→ **EXERCISE DIRECTIONS**: Rewrite the lines starting at the beginning of the items and ending at the line containing "box: [442, 499, 690, 836]", swapping each "box" for "bounding box" and leaving everything else unchanged.

Records from a data collection
--- START ---
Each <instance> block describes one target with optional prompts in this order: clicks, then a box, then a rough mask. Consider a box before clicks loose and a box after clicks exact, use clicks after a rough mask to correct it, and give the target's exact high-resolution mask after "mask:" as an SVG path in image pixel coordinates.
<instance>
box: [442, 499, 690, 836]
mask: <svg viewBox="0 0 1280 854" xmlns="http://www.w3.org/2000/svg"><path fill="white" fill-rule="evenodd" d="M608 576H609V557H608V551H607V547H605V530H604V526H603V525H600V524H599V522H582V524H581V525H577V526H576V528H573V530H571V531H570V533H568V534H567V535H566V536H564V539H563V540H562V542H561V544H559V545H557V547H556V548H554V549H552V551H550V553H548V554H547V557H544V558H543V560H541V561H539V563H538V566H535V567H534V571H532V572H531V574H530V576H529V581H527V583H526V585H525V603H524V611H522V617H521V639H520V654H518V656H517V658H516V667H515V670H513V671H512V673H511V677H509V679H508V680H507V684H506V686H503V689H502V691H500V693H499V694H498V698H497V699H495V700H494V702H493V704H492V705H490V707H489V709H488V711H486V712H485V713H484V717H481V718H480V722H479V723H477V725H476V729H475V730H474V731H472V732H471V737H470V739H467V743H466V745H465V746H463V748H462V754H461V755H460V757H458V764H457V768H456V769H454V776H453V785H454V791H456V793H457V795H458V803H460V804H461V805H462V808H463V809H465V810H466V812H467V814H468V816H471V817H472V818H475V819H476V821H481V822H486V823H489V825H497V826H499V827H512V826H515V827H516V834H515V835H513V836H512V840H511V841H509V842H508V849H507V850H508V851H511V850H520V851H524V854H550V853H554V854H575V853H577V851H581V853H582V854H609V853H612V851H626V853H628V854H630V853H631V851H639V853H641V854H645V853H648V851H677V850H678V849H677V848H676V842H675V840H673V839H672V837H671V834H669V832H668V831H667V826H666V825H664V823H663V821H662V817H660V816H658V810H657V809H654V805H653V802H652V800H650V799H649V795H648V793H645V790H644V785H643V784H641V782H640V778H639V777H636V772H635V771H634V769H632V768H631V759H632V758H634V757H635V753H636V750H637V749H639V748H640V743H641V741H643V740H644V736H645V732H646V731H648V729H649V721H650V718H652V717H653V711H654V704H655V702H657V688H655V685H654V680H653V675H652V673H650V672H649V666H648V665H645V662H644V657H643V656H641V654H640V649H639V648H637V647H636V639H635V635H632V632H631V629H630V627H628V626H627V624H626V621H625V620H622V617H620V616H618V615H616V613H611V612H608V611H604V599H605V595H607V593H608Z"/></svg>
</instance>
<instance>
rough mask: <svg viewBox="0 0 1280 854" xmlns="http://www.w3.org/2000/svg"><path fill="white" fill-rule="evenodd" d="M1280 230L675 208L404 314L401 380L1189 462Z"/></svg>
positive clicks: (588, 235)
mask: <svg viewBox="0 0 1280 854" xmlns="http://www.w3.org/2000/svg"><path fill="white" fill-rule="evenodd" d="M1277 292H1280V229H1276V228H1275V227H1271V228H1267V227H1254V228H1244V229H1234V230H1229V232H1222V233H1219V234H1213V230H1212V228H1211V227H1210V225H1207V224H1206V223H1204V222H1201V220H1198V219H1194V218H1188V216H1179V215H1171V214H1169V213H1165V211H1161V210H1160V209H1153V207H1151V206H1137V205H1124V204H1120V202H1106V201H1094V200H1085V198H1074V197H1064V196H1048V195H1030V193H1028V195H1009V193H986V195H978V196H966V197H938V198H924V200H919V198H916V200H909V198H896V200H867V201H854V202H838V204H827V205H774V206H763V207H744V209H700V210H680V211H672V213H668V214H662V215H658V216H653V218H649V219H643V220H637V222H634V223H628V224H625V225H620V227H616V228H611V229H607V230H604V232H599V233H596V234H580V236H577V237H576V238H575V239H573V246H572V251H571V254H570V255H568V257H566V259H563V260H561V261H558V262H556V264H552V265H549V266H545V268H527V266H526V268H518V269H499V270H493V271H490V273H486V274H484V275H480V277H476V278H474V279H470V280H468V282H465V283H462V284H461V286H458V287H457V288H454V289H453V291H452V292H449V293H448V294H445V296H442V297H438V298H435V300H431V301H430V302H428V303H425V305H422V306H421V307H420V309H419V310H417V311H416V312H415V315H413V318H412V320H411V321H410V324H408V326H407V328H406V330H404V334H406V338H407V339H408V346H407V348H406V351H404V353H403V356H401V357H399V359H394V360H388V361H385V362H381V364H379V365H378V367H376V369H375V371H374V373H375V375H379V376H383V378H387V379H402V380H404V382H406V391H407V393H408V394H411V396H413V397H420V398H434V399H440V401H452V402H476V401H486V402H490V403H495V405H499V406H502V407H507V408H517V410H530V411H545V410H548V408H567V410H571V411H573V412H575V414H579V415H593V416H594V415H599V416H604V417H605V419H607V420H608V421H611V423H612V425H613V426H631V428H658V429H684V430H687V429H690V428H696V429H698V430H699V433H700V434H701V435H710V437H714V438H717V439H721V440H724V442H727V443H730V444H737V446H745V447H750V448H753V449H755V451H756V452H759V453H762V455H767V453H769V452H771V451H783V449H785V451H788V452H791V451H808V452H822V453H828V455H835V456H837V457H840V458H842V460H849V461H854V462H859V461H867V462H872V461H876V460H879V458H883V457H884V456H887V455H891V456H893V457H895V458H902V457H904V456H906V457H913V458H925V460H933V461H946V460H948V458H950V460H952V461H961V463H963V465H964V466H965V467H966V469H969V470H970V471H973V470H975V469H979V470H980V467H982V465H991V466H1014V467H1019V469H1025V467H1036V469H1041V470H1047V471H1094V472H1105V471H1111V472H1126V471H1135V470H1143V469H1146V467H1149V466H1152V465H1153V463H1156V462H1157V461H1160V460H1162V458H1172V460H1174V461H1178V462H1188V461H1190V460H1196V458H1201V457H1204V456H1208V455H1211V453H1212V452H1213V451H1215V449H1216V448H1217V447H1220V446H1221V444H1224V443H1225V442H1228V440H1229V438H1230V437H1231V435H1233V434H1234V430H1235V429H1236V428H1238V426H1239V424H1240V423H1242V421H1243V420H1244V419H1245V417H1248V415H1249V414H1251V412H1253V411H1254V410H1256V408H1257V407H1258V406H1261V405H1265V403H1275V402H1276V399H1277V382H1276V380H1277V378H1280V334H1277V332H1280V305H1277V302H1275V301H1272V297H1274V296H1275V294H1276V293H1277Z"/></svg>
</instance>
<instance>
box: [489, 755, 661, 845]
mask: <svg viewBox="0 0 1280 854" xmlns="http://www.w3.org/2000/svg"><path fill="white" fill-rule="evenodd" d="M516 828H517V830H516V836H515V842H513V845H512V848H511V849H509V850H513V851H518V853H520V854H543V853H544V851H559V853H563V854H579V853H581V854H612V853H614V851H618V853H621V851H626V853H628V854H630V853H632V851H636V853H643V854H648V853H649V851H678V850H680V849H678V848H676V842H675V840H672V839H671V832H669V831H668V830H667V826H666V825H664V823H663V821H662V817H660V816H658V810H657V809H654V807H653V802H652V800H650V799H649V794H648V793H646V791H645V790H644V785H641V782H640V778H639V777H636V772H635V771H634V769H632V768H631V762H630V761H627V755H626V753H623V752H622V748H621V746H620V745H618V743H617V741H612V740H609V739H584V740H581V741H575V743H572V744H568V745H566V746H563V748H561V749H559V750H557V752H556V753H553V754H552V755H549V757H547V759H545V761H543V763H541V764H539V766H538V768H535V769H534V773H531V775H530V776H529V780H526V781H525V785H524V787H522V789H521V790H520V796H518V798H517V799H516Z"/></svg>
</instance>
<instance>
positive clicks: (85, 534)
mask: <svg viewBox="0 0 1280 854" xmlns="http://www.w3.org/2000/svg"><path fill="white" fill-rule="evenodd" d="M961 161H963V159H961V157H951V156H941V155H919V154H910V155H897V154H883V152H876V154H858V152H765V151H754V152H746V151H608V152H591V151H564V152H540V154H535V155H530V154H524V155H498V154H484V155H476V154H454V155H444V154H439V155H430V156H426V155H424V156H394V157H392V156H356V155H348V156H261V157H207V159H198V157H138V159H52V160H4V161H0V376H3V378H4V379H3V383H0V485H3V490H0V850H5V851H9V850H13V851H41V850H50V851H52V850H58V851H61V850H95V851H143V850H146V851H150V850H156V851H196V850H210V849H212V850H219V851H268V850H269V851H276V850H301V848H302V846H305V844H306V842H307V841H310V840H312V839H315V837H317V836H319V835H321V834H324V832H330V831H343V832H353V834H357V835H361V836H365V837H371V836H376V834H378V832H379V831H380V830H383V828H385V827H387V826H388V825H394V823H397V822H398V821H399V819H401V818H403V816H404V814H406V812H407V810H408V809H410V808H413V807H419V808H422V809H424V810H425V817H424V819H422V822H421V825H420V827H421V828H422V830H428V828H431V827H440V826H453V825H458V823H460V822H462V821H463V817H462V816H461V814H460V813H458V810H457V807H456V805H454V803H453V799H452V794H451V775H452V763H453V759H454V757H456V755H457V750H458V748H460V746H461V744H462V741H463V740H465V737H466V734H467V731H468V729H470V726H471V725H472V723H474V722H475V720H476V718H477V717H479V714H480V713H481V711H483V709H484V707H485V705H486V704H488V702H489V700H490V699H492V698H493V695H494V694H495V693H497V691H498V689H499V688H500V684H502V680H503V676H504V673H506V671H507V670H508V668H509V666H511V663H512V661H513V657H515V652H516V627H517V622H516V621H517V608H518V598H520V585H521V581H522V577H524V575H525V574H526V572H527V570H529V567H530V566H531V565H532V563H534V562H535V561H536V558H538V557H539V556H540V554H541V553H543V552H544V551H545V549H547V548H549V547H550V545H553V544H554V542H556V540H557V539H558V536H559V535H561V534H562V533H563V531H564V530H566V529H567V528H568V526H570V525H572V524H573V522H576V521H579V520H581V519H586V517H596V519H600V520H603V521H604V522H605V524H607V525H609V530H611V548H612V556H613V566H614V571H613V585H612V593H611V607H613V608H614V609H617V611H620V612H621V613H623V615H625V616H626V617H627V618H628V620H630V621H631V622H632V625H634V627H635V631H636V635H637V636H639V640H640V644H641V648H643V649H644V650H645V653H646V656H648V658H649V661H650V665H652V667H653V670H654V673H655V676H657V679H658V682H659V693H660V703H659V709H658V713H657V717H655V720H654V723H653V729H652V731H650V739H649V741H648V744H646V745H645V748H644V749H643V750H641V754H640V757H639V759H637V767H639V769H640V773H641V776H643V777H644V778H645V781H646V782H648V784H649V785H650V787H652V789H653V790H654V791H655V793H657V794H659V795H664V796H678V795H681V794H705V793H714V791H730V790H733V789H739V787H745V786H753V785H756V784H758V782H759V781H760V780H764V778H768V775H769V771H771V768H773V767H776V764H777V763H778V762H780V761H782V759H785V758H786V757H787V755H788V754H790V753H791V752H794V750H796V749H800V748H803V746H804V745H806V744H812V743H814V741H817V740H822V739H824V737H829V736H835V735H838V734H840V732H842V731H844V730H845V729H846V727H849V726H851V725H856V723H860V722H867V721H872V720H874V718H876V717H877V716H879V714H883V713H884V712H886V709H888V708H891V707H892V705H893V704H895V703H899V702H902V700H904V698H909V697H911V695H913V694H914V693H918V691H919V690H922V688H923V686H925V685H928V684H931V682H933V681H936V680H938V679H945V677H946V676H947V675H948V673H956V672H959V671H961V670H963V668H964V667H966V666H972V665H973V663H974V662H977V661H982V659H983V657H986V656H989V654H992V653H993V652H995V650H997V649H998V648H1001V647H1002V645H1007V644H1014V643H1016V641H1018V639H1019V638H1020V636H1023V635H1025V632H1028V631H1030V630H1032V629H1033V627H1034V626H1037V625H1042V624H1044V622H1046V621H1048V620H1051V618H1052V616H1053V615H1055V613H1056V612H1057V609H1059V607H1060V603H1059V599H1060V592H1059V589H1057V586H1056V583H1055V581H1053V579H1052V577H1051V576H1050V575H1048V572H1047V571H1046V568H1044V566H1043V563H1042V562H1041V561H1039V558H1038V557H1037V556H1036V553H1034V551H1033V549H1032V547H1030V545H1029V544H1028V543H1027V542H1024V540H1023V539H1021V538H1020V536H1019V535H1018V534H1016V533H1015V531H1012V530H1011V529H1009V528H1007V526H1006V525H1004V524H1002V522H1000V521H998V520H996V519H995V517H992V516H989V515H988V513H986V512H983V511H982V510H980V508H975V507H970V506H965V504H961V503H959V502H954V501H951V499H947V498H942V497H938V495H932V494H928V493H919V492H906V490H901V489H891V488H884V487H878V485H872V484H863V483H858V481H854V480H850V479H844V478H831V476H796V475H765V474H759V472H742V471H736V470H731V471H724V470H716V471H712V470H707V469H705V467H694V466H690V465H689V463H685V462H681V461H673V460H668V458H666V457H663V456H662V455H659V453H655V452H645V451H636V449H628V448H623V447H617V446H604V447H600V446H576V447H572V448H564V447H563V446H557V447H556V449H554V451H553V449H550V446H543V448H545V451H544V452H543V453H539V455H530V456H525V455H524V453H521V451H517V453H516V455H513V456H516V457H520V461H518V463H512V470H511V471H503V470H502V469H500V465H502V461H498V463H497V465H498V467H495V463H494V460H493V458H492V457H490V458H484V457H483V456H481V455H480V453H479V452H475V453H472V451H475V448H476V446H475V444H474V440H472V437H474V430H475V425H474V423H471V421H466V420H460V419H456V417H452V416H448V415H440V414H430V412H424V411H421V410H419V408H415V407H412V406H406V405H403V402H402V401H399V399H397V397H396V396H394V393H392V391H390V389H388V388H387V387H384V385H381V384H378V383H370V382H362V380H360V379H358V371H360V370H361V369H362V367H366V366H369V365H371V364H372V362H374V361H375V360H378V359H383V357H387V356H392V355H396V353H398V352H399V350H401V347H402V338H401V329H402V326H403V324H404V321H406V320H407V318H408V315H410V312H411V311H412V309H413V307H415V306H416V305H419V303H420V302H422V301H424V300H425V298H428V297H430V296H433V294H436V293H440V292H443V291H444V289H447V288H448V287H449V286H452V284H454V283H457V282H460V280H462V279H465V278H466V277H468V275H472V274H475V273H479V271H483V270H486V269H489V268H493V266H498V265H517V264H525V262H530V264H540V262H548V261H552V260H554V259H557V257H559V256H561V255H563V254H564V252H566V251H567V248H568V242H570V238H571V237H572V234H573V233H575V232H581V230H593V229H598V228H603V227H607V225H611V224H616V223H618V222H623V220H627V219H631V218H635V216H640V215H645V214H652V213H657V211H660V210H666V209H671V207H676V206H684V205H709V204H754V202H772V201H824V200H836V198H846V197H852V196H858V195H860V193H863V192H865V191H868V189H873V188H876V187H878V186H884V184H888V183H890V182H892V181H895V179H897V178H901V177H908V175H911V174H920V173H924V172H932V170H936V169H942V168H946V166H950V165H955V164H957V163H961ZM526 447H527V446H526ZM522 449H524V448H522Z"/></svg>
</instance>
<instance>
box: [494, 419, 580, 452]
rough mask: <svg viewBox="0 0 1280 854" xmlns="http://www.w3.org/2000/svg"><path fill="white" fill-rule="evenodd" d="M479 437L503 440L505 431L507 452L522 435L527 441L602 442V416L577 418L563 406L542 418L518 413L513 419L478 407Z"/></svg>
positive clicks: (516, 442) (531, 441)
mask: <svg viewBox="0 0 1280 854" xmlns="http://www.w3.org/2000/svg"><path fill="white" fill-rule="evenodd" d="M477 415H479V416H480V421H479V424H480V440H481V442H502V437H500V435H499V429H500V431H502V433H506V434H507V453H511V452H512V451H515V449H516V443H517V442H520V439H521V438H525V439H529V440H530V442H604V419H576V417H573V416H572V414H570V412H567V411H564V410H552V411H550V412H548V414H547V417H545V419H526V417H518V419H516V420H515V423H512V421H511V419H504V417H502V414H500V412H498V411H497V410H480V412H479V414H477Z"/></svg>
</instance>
--- END ---
→ **RESULT**:
Each <instance> block describes one target with optional prompts in this order: clicks, then a bounding box, then a rough mask. Consider a bounding box before clicks loose and a bounding box after clicks exact, use clicks after a rough mask to correct it, and give the target's exact high-resolution mask after "mask:" as an SVG path in image pixel coordinates.
<instance>
bounding box: [442, 499, 690, 836]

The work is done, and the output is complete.